EXERCISE DIRECTIONS: An exact, complete copy of the entries that follow is needed.

[Opening PROVIDED INFORMATION section]

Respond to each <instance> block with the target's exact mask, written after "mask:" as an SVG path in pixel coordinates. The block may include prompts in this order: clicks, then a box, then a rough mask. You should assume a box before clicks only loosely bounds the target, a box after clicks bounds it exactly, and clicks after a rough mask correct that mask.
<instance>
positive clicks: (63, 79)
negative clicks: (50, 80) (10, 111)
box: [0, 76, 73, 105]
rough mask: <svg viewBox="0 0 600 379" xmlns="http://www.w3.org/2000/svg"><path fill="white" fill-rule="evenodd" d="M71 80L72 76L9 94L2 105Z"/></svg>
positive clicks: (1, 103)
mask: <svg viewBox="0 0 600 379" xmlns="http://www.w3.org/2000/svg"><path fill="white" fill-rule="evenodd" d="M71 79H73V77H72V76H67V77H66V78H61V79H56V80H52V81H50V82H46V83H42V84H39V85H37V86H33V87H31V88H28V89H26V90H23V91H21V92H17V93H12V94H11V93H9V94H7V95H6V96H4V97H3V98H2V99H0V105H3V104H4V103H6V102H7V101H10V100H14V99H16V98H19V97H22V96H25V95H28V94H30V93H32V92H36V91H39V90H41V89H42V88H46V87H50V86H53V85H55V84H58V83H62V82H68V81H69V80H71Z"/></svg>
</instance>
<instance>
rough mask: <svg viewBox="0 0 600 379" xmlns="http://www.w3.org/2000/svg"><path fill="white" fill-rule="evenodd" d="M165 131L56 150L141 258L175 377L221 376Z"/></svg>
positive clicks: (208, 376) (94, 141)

[Closing PROVIDED INFORMATION section]

THE COMPLETED TASK:
Respond to each <instance> block with the target's exact mask, written after "mask:" as an SVG path in pixel coordinates. The block may include prompts in this order: clicks, then a box, then a rough mask. You should assume a box before clicks only loosely bounds the target, a box after clicks bounds it exactly, and clicks after a rough mask correct that mask.
<instance>
positive clicks: (63, 79)
negative clicks: (50, 80) (10, 111)
box: [0, 76, 73, 105]
rough mask: <svg viewBox="0 0 600 379" xmlns="http://www.w3.org/2000/svg"><path fill="white" fill-rule="evenodd" d="M71 80L72 76L9 94L2 105Z"/></svg>
positive clicks: (1, 103)
mask: <svg viewBox="0 0 600 379" xmlns="http://www.w3.org/2000/svg"><path fill="white" fill-rule="evenodd" d="M71 79H73V77H72V76H67V77H66V78H61V79H56V80H52V81H50V82H46V83H42V84H39V85H37V86H33V87H31V88H28V89H26V90H23V91H21V92H17V93H12V94H11V93H9V94H7V95H6V96H4V97H3V98H2V99H0V105H3V104H4V103H6V102H7V101H10V100H14V99H16V98H19V97H22V96H25V95H28V94H30V93H32V92H36V91H39V90H41V89H42V88H46V87H50V86H53V85H55V84H58V83H62V82H68V81H69V80H71Z"/></svg>
</instance>
<instance>
rough mask: <svg viewBox="0 0 600 379" xmlns="http://www.w3.org/2000/svg"><path fill="white" fill-rule="evenodd" d="M165 131L56 150L141 258L175 377L221 376Z"/></svg>
positive clicks: (208, 376) (94, 141)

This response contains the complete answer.